(Saved entries)
--------------------------------

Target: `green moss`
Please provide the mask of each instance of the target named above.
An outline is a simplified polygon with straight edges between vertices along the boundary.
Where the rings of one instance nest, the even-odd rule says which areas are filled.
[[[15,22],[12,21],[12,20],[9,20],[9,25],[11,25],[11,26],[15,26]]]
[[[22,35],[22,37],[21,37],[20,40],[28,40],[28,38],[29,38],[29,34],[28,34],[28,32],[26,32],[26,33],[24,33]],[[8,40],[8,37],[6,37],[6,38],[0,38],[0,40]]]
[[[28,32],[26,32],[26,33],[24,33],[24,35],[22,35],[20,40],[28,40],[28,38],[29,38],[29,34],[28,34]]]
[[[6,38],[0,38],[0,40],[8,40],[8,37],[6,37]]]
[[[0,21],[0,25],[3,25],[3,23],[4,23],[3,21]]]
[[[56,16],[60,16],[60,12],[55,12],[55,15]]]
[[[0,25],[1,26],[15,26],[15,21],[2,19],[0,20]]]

--------------------------------

Every entry above must be copied exactly.

#### [Response to the task]
Target: `green moss`
Please provide the mask of each instance of the target named above.
An outline is a simplified polygon with straight edges between vertices along the boundary.
Where the rings of one instance nest, the even-odd rule says which areas are filled.
[[[15,22],[12,21],[12,20],[9,20],[9,25],[11,25],[11,26],[15,26]]]
[[[22,35],[22,37],[21,37],[20,40],[28,40],[28,38],[29,38],[29,34],[28,34],[28,32],[26,32],[26,33],[24,33]],[[8,40],[8,37],[6,37],[6,38],[0,38],[0,40]]]
[[[28,32],[26,32],[26,33],[24,33],[24,35],[22,35],[20,40],[28,40],[28,38],[29,38],[29,34],[28,34]]]
[[[6,38],[0,38],[0,40],[8,40],[8,37],[6,37]]]
[[[0,21],[0,25],[3,25],[3,23],[4,23],[3,21]]]
[[[56,16],[60,16],[60,12],[55,12],[55,15]]]
[[[0,25],[1,26],[15,26],[15,21],[2,19],[0,20]]]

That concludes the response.